[Start of Attachment]

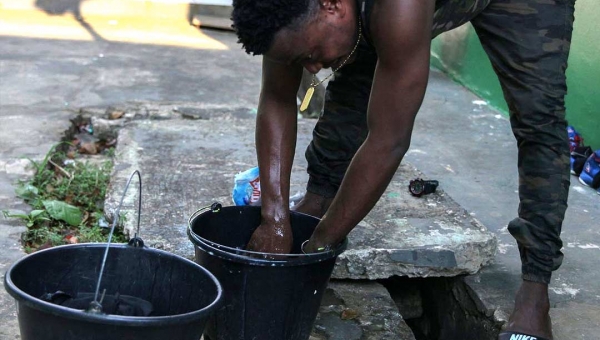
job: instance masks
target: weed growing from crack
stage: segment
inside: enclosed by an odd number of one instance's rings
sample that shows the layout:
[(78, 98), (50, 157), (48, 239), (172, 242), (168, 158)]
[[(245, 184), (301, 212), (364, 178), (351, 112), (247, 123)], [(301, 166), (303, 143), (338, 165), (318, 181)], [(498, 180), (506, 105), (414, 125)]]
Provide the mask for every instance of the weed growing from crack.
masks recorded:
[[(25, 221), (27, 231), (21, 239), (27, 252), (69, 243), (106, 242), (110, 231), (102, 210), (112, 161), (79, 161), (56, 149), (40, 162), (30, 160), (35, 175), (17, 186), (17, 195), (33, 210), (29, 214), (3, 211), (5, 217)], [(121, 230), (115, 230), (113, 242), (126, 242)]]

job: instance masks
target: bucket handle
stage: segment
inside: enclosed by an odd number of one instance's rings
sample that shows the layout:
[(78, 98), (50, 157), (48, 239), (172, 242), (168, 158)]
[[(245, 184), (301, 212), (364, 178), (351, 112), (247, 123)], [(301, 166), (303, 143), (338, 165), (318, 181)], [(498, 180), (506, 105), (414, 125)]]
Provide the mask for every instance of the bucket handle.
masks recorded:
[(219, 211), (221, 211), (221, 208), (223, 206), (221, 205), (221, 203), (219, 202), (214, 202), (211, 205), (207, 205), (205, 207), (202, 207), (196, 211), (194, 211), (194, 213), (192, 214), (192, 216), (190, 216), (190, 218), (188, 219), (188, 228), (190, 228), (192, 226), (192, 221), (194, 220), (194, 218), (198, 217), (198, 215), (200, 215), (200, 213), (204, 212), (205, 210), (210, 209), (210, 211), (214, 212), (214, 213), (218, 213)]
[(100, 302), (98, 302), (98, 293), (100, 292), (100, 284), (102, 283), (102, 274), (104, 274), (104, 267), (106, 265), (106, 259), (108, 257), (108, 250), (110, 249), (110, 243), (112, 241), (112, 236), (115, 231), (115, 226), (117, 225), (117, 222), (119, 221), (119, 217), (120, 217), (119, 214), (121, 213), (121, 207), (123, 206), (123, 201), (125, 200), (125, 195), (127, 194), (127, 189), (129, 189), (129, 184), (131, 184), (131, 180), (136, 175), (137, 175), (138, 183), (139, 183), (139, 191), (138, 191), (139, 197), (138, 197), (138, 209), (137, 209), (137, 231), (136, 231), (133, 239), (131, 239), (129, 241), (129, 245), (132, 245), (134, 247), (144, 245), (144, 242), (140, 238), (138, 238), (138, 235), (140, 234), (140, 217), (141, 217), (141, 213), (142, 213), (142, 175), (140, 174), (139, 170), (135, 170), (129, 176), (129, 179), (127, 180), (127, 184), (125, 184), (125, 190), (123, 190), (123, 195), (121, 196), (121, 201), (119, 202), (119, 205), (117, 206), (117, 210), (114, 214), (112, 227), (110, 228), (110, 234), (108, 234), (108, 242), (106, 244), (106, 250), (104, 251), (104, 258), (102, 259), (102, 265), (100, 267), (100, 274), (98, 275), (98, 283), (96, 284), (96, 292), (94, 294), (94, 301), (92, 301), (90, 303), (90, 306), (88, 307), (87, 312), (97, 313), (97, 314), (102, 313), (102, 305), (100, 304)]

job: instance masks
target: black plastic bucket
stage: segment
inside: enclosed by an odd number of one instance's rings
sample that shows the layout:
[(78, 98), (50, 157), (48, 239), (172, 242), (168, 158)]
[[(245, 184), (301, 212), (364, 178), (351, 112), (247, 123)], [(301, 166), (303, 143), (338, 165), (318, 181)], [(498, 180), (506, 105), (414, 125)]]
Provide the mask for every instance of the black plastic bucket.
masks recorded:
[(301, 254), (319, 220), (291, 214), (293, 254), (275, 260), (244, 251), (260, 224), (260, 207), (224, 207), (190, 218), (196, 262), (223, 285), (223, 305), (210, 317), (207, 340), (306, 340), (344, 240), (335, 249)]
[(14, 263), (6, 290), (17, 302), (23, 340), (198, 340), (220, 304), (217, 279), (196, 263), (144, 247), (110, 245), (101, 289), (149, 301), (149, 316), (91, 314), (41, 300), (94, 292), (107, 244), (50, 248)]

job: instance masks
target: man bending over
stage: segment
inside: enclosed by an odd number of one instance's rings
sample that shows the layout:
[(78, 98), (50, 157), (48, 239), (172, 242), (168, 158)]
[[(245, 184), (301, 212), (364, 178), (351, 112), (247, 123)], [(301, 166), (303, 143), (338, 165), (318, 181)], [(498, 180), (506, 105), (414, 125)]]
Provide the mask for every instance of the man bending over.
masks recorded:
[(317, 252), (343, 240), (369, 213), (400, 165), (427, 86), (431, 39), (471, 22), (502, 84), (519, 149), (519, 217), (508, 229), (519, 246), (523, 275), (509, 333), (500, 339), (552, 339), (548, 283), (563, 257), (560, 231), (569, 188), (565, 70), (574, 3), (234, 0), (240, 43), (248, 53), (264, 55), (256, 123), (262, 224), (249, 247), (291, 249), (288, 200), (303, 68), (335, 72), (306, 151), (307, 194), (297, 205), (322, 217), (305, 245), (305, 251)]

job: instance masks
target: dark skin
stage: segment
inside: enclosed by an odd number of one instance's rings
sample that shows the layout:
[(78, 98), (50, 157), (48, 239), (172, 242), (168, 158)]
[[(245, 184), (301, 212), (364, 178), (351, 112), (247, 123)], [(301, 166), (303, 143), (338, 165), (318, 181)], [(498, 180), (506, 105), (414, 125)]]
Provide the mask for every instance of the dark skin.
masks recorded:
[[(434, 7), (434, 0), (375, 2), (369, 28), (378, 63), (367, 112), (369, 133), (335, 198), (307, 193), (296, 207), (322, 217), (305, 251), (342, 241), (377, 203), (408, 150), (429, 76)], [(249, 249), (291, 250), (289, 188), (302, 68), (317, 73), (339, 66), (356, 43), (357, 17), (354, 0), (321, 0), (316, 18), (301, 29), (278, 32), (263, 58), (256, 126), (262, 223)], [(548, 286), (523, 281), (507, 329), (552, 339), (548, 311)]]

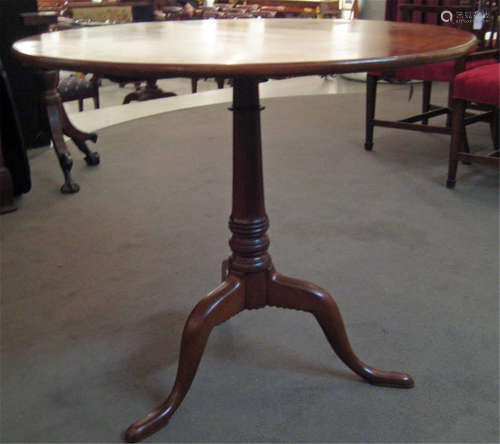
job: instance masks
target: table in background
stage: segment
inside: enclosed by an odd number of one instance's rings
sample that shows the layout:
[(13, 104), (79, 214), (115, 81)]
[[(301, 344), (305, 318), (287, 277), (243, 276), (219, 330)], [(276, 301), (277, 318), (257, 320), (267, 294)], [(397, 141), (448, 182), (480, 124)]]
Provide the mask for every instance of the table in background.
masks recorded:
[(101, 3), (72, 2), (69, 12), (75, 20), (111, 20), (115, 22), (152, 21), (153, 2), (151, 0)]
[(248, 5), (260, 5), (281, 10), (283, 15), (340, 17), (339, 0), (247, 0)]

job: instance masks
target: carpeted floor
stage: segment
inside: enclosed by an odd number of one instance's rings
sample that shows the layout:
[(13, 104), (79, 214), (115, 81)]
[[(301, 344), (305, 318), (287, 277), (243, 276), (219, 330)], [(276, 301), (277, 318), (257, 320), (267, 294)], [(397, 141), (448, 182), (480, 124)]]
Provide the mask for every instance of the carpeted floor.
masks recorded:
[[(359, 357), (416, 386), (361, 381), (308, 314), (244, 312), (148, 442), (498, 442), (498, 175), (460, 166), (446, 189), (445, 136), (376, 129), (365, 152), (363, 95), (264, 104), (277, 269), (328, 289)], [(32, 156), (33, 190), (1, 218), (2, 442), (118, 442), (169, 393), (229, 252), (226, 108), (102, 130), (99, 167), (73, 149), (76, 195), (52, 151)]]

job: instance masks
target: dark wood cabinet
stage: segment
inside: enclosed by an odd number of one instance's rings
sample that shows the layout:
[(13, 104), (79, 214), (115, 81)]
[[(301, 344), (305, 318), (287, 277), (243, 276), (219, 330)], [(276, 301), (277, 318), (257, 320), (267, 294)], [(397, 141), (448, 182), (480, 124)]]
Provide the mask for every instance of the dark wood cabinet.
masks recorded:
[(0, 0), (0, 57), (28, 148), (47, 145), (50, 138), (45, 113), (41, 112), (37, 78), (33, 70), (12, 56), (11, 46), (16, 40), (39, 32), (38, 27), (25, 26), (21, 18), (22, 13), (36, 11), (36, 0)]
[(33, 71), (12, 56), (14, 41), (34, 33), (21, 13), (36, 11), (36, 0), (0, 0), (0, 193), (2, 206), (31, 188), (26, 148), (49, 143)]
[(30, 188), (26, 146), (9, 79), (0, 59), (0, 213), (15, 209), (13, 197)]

[End of Attachment]

**TASK GOAL**.
Look above for the line holding "target: black plastic bucket", then set down exactly that line and every line after it up to and including the line holding "Provide the mask for every instance of the black", with nothing else.

**WORKED SOLUTION**.
target: black plastic bucket
stage: segment
inside: enclosed by an odd number of one instance's rings
sample that shows the layout:
[(78, 98), (50, 157), (48, 239), (172, 242), (168, 158)]
[[(245, 184), (301, 212), (364, 178), (351, 112), (247, 123)], [(301, 166), (303, 143), (338, 165), (318, 181)], [(498, 180), (506, 105), (414, 125)]]
Provide the mask for every instance of the black plastic bucket.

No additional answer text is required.